[Stored data entries]
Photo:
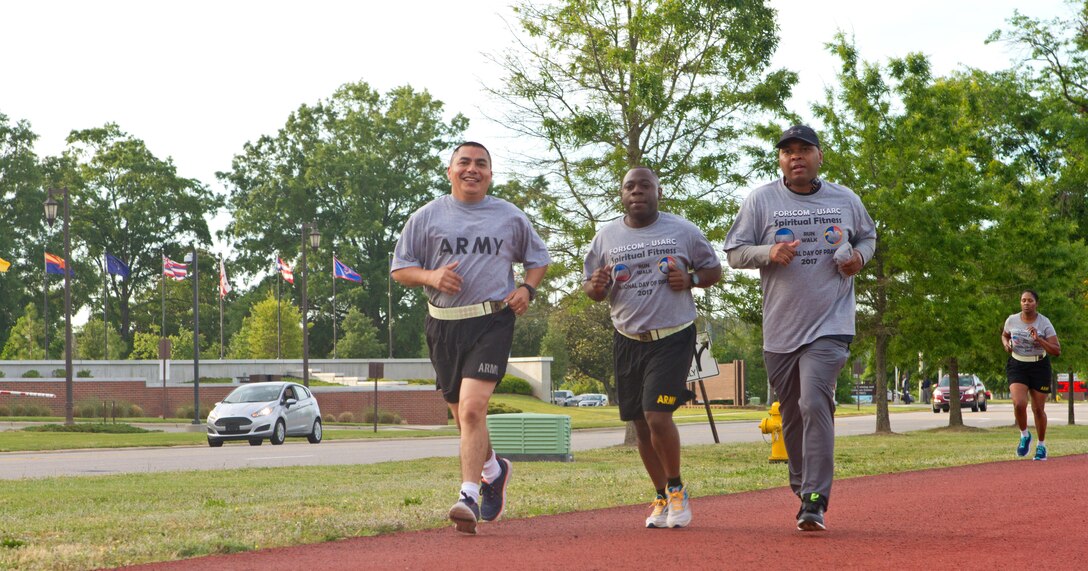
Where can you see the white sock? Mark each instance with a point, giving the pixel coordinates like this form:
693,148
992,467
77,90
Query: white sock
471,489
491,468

==

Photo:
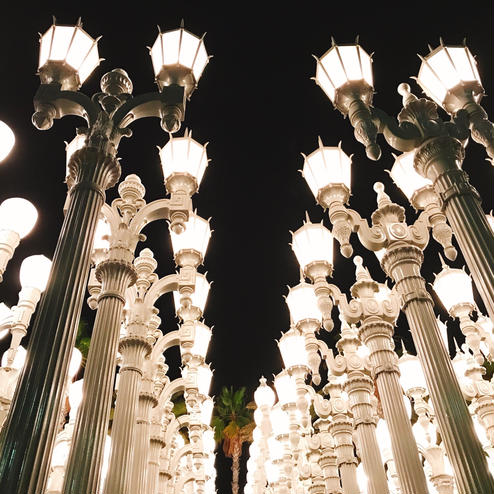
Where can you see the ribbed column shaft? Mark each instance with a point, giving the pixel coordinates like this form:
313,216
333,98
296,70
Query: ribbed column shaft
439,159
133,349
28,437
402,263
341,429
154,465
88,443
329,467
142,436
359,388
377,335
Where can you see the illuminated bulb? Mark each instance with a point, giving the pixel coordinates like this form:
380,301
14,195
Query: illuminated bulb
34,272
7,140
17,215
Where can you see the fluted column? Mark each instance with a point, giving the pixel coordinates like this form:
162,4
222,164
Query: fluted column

* WHAT THE TASK ASKS
Among the lines above, find those with the string "Where" and copy them.

* WRITTEN RESPONSE
Where can you see the white sock? Mark each instance with a point, giving the pixel coordinates like this form:
Where can you see the ribbed column shaft? Mark each instance with a point, giving the pixel coordinates like this form:
Where can you see the illuminated bulb? Mark each instance with a point, giving the pixel coordinates like this form:
Where can you see the fluted column? Mark each instance with a point, giving the pixel coordinates like this form:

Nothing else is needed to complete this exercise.